START Data for this exercise
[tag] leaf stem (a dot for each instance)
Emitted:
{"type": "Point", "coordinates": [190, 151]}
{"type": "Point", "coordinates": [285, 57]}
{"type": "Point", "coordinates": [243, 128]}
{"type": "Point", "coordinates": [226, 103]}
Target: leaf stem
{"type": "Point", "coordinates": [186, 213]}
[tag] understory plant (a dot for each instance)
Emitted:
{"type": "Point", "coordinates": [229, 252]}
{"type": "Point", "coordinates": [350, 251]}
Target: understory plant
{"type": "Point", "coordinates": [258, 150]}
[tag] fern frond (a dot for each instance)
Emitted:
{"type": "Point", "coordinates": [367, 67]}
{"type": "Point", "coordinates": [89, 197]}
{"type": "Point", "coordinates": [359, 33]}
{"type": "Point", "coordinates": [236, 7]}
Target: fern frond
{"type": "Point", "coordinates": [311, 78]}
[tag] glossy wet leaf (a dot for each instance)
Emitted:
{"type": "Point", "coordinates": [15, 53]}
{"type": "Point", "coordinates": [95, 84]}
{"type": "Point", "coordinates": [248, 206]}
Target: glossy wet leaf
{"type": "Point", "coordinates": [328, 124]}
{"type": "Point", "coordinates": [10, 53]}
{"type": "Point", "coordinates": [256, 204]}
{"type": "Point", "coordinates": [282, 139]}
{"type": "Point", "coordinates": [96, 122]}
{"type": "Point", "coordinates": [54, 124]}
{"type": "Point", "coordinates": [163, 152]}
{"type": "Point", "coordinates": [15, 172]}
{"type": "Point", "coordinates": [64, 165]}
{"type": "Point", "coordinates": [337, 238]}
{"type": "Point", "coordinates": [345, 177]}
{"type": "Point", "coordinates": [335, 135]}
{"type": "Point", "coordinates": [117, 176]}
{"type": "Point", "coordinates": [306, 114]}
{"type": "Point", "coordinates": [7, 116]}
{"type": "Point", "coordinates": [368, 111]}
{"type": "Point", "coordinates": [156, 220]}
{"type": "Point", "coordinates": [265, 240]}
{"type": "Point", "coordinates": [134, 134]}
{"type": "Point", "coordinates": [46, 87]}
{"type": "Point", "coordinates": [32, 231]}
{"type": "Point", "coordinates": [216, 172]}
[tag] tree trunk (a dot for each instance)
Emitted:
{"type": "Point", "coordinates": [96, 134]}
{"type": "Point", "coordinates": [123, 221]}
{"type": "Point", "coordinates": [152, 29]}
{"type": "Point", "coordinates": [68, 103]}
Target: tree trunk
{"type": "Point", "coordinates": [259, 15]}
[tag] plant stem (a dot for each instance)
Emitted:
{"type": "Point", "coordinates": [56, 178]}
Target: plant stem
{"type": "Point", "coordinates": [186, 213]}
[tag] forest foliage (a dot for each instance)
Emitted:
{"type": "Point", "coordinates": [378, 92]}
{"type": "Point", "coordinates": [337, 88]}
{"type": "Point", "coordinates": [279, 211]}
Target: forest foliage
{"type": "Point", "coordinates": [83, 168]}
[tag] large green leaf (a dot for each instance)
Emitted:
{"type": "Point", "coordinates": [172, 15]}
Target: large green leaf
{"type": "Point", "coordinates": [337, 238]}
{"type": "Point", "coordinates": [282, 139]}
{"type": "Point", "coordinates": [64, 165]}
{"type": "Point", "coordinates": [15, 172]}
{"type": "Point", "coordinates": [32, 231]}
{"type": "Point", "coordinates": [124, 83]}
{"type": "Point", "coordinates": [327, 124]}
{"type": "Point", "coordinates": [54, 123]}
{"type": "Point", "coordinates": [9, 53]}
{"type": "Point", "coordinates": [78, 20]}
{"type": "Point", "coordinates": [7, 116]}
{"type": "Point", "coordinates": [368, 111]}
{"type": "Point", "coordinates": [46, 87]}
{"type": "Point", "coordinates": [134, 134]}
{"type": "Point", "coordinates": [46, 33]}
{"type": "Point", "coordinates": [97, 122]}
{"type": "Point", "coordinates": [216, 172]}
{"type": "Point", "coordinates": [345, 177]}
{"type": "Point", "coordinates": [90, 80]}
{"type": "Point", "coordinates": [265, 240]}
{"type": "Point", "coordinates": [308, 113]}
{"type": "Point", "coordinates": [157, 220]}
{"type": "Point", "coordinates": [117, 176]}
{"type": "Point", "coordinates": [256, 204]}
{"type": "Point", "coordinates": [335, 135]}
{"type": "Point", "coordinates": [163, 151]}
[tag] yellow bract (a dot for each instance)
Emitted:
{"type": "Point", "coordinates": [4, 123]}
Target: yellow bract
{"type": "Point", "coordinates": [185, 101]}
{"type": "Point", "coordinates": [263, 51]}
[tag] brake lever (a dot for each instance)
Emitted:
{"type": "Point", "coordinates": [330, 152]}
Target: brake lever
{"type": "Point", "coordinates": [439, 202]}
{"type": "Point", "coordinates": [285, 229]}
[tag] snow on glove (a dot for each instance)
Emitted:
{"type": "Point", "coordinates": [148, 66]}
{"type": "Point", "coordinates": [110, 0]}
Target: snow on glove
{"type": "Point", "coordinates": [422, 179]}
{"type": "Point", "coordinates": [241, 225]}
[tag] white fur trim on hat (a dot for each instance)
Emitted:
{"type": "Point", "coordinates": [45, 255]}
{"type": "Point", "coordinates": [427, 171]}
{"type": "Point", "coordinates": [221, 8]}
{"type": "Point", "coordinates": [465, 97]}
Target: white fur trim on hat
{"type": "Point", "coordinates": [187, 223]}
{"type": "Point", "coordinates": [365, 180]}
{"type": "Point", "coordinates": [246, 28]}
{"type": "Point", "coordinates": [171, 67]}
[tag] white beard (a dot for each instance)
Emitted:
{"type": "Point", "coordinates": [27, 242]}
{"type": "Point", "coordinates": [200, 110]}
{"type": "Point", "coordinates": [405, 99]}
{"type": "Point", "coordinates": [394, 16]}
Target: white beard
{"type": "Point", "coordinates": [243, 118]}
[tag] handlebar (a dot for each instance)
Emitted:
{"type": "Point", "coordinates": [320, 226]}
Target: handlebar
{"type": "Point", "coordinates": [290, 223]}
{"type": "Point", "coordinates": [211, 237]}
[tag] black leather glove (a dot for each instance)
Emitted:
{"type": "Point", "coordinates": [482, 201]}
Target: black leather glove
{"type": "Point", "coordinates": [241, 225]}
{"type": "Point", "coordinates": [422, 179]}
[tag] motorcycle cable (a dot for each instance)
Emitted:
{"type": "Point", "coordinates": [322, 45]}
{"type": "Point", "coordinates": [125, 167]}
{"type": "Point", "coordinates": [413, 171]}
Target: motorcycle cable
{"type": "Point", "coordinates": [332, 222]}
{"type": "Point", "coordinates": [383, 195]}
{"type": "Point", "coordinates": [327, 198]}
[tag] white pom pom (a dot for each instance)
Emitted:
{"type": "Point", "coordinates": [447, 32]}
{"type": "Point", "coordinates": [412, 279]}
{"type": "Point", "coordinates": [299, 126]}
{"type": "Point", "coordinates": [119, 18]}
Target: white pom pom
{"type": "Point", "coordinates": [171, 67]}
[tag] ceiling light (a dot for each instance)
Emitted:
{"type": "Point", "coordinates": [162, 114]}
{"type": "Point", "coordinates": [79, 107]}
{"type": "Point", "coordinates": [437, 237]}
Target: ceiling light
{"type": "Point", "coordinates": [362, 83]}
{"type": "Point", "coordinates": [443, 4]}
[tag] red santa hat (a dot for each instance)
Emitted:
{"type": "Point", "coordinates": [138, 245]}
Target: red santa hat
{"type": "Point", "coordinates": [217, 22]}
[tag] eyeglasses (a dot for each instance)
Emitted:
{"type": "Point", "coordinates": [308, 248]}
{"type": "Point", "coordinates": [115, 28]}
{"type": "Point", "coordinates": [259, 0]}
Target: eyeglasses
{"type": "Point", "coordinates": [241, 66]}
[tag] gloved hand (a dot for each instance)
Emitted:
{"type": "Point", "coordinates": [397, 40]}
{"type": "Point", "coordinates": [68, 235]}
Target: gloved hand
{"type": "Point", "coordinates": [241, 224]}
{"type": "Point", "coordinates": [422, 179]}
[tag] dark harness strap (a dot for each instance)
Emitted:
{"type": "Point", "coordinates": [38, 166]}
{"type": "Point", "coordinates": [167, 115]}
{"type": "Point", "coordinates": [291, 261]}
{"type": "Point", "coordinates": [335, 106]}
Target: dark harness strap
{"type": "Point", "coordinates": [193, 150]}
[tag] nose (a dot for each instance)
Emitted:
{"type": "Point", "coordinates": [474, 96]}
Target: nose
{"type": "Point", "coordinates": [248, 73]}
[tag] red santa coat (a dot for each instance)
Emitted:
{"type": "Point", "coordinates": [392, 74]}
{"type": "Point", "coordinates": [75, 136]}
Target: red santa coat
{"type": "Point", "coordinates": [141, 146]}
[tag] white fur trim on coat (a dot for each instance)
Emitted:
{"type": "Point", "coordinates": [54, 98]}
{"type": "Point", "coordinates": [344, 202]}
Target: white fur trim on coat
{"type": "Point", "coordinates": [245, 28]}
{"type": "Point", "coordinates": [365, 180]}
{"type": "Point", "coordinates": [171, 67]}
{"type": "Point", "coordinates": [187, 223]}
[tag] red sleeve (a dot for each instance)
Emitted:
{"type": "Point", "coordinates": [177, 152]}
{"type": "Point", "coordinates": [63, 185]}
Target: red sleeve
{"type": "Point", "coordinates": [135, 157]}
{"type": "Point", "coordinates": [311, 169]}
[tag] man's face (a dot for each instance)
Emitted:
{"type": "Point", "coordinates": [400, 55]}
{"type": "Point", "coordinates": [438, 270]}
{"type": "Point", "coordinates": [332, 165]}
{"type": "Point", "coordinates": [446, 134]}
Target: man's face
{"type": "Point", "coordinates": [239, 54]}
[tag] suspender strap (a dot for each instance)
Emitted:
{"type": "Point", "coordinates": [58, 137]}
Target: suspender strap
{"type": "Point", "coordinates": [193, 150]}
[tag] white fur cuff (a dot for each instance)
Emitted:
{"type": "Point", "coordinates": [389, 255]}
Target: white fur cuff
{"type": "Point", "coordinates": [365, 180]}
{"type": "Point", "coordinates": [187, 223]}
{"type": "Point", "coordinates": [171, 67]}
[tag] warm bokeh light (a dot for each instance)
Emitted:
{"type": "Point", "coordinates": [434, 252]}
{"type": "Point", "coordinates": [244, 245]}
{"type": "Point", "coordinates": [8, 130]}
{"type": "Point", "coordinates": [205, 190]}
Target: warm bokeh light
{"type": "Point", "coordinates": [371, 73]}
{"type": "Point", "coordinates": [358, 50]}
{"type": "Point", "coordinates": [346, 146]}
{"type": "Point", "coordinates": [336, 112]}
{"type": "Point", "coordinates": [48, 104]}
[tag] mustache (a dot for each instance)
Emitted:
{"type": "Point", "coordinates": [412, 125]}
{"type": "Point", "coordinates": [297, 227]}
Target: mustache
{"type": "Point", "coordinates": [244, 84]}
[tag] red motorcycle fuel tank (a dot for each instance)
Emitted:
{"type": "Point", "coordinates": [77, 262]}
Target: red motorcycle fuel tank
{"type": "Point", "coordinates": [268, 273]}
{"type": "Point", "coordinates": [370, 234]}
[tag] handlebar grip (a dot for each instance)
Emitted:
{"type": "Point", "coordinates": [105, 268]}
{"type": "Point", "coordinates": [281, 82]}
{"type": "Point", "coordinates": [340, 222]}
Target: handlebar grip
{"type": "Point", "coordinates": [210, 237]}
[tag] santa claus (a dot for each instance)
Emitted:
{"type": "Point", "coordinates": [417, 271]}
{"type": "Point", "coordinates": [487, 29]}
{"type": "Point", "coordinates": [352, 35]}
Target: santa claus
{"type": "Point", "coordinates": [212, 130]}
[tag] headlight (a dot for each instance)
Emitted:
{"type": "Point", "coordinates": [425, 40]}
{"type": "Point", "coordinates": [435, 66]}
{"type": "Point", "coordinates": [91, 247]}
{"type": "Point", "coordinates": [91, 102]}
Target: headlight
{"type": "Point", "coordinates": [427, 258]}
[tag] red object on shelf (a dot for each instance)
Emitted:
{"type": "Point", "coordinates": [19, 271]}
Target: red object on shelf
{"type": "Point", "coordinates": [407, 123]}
END Data for this exercise
## Work to complete
Put the lines of the items above into a numbered list, starting with the first line and going on through the line containing "Target: leaf stem", with both of these lines included and any blank lines omitted.

## Full answer
1. [tag] leaf stem (a dot for each instance)
2. Emitted:
3. {"type": "Point", "coordinates": [190, 151]}
4. {"type": "Point", "coordinates": [285, 57]}
5. {"type": "Point", "coordinates": [243, 128]}
6. {"type": "Point", "coordinates": [226, 103]}
7. Target: leaf stem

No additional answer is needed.